### Given task 1
Rewrite the records below, starting at the first line and ending at the line containing "[206,146,289,260]", switching "class label" to "category label" and changing nothing else. Return only those lines.

### Passage to read
-- Start --

Rejections at destination are inevitable, and the issues surrounding them are never pleasant. So you need to be prepared to take the emotion out of the situation, have your product moved in a timely manner and have it sold for the account of whom it may concern to maximize the return and protect your rights for filing a future claim with complete documentation.
On a rather routine basis, some shippers incorrectly assume taking control of the rejected load for the purpose of moving the product means they have given up their claim rights, against either the original customer or the transportation company. The most important things to remember on a rejected load are to move quickly, minimize any losses and document. By promptly placing the load with a receiver, you can mitigate damages by salvaging the rejected load while all affected parties determine responsibility at a later date.
Keep Everyone Involved in the Loop
Remember, you must notify all parties of your actions. It is imperative that all parties are kept fully informed during the process, so as to eliminate confusion regarding the disposition of the shipment.
If the customer rejects a load without the benefit of the USDA inspection, place your customer on notice that:
- you are not accepting the rejection,
- you are moving the load to be sold for the account of whom it may concern and
- if the load meets contract specifications you will be looking to your customer for any and all losses incurred from the original FOB or delivered contract.
What to Do Next?
Unless you are working with a trusted carrier with whom you have extensive experience, I strongly recommend that rather than rejecting the shipment to the carrier, you coordinate placement. As the shipper, you probably have better contacts with receivers. Further, instruct the receiver to return any proceeds, along with proper documentation which should include an account of sales, directly to you, in order to determine and document your actual loss.
In this situation, be sure the carrier is fully informed of your actions once the rejected load has been placed with the receiver. With the carrier fully informed, taking such action does not remove responsibility from either the carrier or the original customer.

-- End --

### Data for this exercise
-- Start --

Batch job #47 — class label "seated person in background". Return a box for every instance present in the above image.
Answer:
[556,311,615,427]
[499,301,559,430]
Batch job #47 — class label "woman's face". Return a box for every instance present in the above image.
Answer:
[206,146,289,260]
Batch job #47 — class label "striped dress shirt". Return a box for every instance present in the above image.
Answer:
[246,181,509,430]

-- End --

### Given task 2
Retype the portion of the passage on rejected loads starting at "Rejections at destination" and ending at "with complete documentation.".

### Correct result 1
Batch job #47 — category label "seated person in background". Return a box for every instance present in the above image.
Answer:
[556,311,615,427]
[499,301,559,430]
Batch job #47 — category label "woman's face". Return a box for every instance present in the above image.
Answer:
[206,146,289,260]

### Correct result 2
Rejections at destination are inevitable, and the issues surrounding them are never pleasant. So you need to be prepared to take the emotion out of the situation, have your product moved in a timely manner and have it sold for the account of whom it may concern to maximize the return and protect your rights for filing a future claim with complete documentation.